◆ Представленный текст ◆

Наступает время для выражения таинственной сущности волшебного места. Пушкин делает это лаконично и выразительно всего лишь в двух словах: «Там чудеса...» Глагола опять нет. Тот же приём, что и вначале, но здесь нет и названия места. Где «там»? У лукоморья  или в его глубине, а может быть вдали?

Лаконичность после двоеточия вдруг неожиданно перерастает в непомерно сказочное не только по содержанию, но и по длине предложение. Кажется, что весь мир русской волшебной сказки готов уместиться в нем, благо пространство для него возникло заранее. Заданная в начале его тональность неведомого «там» и неверояиного в слове «чудеса» многократно повторяется, как эхо блуждая по всем закоулкам этого зыбкого мира. Восемь таинственно звучащих отзвуков «там..., там..., там...» в одной тональности, но в разных интерпретациях звучат на протяжении 22-х строк, придавая объёмность этому разрастающемуся на глазах миру. Где бродит это вдохновенное эхо? Не в детстве ли поэта, в той сказочной поре бабушкиных и няниных сказок, о которой он писал:

                Ах! умолчу ль о мамушке моей,
                О прелести таинственных ночей,
                Когда в чепце, в старинном одеянье,
                Она, духов молитвой уклоня,
                С усердием перекрестит меня
                И шепотом рассказывать мне станет
                О мертвецах, о подвигах Бовы…
                От ужаса не шелохнусь, бывало,
                Едва дыша, прижмусь под одеяло,
                Не чувствуя ни ног, ни головы.

Оно гуляет и среди холмов и рощь Михайловского, где поэт, вдохновлённый сказками и песнями Арины Родионовны, создавал свой волшебный шедевр. Да только ли там?

◆ Исходные материалы ◆
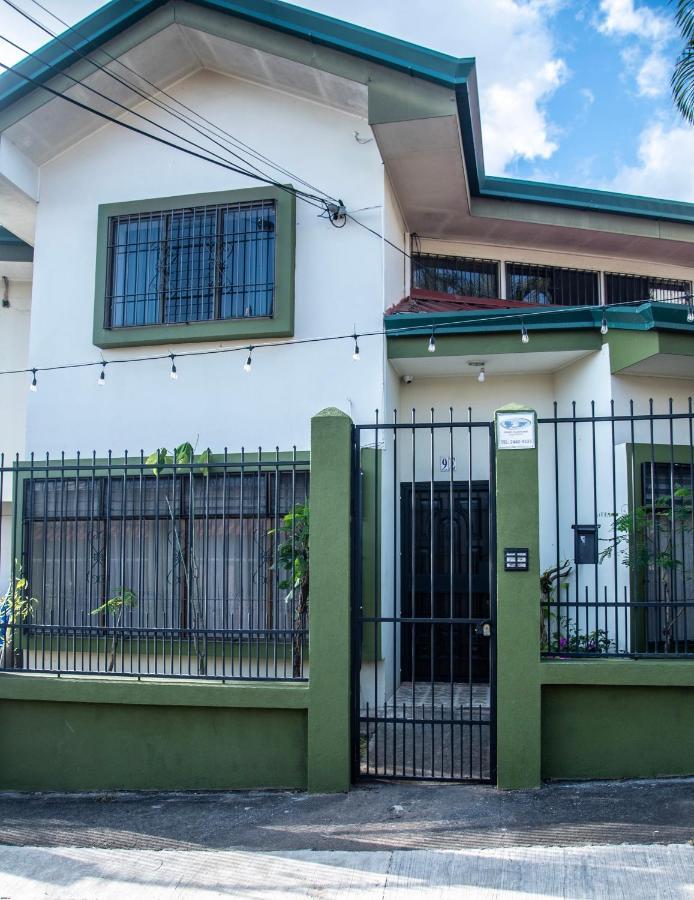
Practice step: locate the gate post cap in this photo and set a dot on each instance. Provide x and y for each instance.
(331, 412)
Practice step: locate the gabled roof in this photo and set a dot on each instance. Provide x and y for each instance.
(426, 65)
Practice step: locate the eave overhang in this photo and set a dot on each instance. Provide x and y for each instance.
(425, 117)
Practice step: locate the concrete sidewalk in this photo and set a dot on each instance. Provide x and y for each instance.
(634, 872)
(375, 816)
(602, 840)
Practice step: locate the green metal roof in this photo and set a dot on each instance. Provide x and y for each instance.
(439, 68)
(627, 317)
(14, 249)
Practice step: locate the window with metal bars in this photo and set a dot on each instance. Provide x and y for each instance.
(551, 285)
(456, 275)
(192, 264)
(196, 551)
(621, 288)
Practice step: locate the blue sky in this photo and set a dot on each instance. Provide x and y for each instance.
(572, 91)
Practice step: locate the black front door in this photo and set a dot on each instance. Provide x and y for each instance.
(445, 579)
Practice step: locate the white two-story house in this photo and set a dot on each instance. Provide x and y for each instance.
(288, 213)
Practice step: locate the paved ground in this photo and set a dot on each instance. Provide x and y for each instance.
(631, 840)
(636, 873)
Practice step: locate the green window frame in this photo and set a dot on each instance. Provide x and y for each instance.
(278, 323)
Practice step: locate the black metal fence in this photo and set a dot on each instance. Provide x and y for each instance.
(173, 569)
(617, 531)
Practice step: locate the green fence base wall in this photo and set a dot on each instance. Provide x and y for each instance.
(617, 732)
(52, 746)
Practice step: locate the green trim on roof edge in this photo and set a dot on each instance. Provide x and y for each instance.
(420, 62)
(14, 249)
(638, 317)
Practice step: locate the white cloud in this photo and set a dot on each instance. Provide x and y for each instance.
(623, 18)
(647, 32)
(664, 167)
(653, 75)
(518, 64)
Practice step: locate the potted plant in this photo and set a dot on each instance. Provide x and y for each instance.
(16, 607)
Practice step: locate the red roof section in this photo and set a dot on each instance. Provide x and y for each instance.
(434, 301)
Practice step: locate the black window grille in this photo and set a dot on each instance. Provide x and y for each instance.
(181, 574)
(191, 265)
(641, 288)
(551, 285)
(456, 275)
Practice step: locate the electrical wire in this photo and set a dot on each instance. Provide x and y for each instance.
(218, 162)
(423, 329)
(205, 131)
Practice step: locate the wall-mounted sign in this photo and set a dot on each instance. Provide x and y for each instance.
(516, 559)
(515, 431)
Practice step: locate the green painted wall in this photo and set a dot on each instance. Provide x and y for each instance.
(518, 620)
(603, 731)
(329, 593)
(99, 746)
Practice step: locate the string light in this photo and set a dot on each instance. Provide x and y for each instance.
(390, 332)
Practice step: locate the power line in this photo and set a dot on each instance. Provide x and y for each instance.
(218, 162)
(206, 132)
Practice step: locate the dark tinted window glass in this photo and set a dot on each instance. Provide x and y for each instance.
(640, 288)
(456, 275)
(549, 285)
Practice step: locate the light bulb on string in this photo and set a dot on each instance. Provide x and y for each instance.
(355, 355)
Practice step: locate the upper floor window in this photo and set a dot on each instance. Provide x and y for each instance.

◆ Задания для выполнения ◆
a: Сколько отзвуков «там» насчитывается в тексте о лукоморье и на протяжении скольких строк они звучат?
b: Подхватите текст о лукоморье и допишите его продолжение после последнего предложения.

◆ Список ответов ◆
a: Восемь отзвуков «там» звучат на протяжении 22 строк.

b:
Этому эху вторит ряд возникающих картин, как будто творческое эхо каждый раз воплощается в зрительном образе:

                …там леший бродит,
                Русалка на ветвях сидит;
                Там на неведомых дорожках
                Следы невиданных зверей;
                Избушка там на курьих ножках
                Стоит без окон, без дверей;
                Там лес и дол видений полны;
                Там о заре прихлынут волны
                На брег песчаный и пустой,
                И тридцать витязей прекрасных
                Чредой из вод выходят ясных,
                И с ними дядька их морской;

Таким образом, лаконичность и даже некоторая изобразительная сжатость в начале стихотворения дает простор звуковым возможностям, сокрытым в пушкинском стихе. Смысловая основа таинственного уходит в глубины подсознания читателя, затрагиваемого микрокосмом звуков, чтобы через несколько строк вырваться наружу как навождение в ещё более впечатляющей путанице ярких до галлюцинации образов, сменяющих друг друга «подобно ранним туманам и облакам какой-то заповедной северной страны!» (Бунин)
 
Фрагменты многих сказочных сюжетов становятся частями общего ландшафта постепенно расширяющегося от дуба. Вначале «неведомые дорожки», уводящие в сокровенные глубины непознаваемого с его неведомыми зверями, затем — шире «лес и дол», исполненные видений, переходящие в морские волны, наконец небеса с летящим «через леса, через моря» колдуном.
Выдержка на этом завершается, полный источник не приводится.